Entries supplied:
§

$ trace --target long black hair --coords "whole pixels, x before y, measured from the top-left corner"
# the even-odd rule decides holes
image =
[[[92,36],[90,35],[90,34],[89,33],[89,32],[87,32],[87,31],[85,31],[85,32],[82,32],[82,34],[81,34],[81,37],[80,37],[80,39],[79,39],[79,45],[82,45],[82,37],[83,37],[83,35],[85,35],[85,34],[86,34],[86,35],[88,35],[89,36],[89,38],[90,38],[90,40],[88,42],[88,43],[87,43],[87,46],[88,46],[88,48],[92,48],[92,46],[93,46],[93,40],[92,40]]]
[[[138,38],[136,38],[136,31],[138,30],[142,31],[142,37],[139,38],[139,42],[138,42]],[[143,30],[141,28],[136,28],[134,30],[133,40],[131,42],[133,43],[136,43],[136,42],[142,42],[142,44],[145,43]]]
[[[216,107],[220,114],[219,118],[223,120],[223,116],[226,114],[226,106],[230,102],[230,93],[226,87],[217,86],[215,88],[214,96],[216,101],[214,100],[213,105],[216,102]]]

§

Given instruction: Copy each line above character for character, from the first to the last.

Answer for the task:
$ trace --target long black hair --coords "whole pixels, x before y, measured from the top-left corner"
# the even-odd rule decides holes
image =
[[[92,36],[90,35],[90,34],[89,33],[89,32],[87,32],[87,31],[85,31],[85,32],[82,32],[82,34],[81,34],[81,37],[80,37],[80,39],[79,39],[79,45],[82,45],[82,37],[83,37],[83,35],[85,35],[85,34],[86,34],[86,35],[88,35],[89,36],[89,38],[90,38],[90,40],[88,42],[88,43],[87,43],[87,46],[88,46],[88,48],[92,48],[92,46],[93,46],[93,40],[92,40]]]
[[[138,38],[136,38],[136,31],[138,30],[142,31],[142,37],[139,38],[139,42],[138,42]],[[143,30],[141,28],[136,28],[134,30],[133,40],[131,42],[133,43],[136,43],[136,42],[142,42],[142,44],[145,43]]]
[[[216,107],[220,114],[219,118],[223,120],[223,116],[226,114],[226,106],[230,102],[230,93],[226,87],[217,86],[215,88],[214,96],[216,101],[214,100],[213,105],[216,102]]]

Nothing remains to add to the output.